About this exercise.
Return the passage of the Class Day address from "Commencement 2007" to "chosen to speak.", copied word for word.

Document text.
((

Commencement 2007
"I see you"
Excerpts from the Class Day address, on June 6, by Bill Clinton, forty-second president of the United States. Clinton discussed the comedians who had preceded him in recent years, and the serious speakers—Martin Luther King Jr., invited to speak in 1968 but murdered before he could address the class, whose widow, Coretta Scott King, spoke in his place; Mother Teresa; and Bono—who had also been chosen to speak.
Photograph by Jim Harrison
Bill Clinton
What do they all have in common? They are symbols of our common humanity and a rebuke even to humorists’ cynicism. Martin Luther King basically said he lived the way he did because we were all caught in what he called an inescapable web of mutuality. Nelson Mandela, the world’s greatest living example of that, I believe, comes from a tribe in South Africa, the Xhosa, who call it ubuntu. In English, “I am because you are.” That led Mother Teresa from Albania to spend her life with the poorest people on earth in Calcutta. It led Bono from his rock stage to worry about innocent babies dying of AIDS, and poor people with good minds who never got a chance to follow their dreams.…
[J]ust think what an exciting time it is. All this explosion of knowledge.…
It’s also exciting because of all the diversity. If you look around this audience…I wonder how different this crowd would have looked…30 years ago. And how much more interesting it is for all of us.
It’s a frustrating time, because for all the opportunity, there’s a lot of inequality. There’s a lot of insecurity and there’s a lot of instability and unsustainability. Half the world’s people still live on less than two bucks a day. A billion on less than a dollar a day. A billion people go to bed hungry tonight. A billion people won’t get a clean glass of water today or any day in their lives. One in four of all the people who die this year will die from AIDS, TB, malaria, and infections related to dirty water. Nobody in America dies of any of that except people whose AIDS medicine doesn’t work anymore, or people who decline to follow the prescribed regime.…
It’s an uncertain, insecure time because we’re all vulnerable to terror, to weapons of mass destruction, to global pandemics like avian influenza.…You all saw it this week in all of the stories about the terrorist attack being thwarted in Kennedy [International] Airport [ in New York].…
But…[t]he inequality is fixable and the insecurity is manageable. We’re going to really have to go some in the twenty-first century to see political violence claim as many innocent lives as it did in the twentieth century.…The difference is, you think it could be you this time, because of the interdependence of the world. So yes, it’s insecure, but it’s manageable.

))

Source material.
((

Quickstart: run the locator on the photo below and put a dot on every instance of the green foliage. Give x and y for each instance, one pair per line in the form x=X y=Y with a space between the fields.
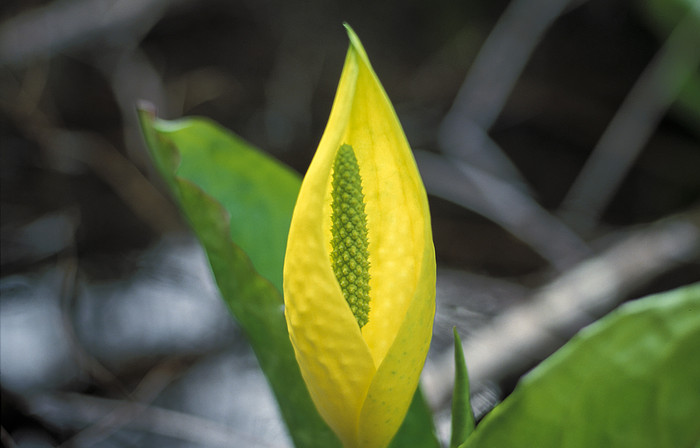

))

Response below.
Commencement 2007
"I see you"
Excerpts from the Class Day address, on June 6, by Bill Clinton, forty-second president of the United States. Clinton discussed the comedians who had preceded him in recent years, and the serious speakers—Martin Luther King Jr., invited to speak in 1968 but murdered before he could address the class, whose widow, Coretta Scott King, spoke in his place; Mother Teresa; and Bono—who had also been chosen to speak.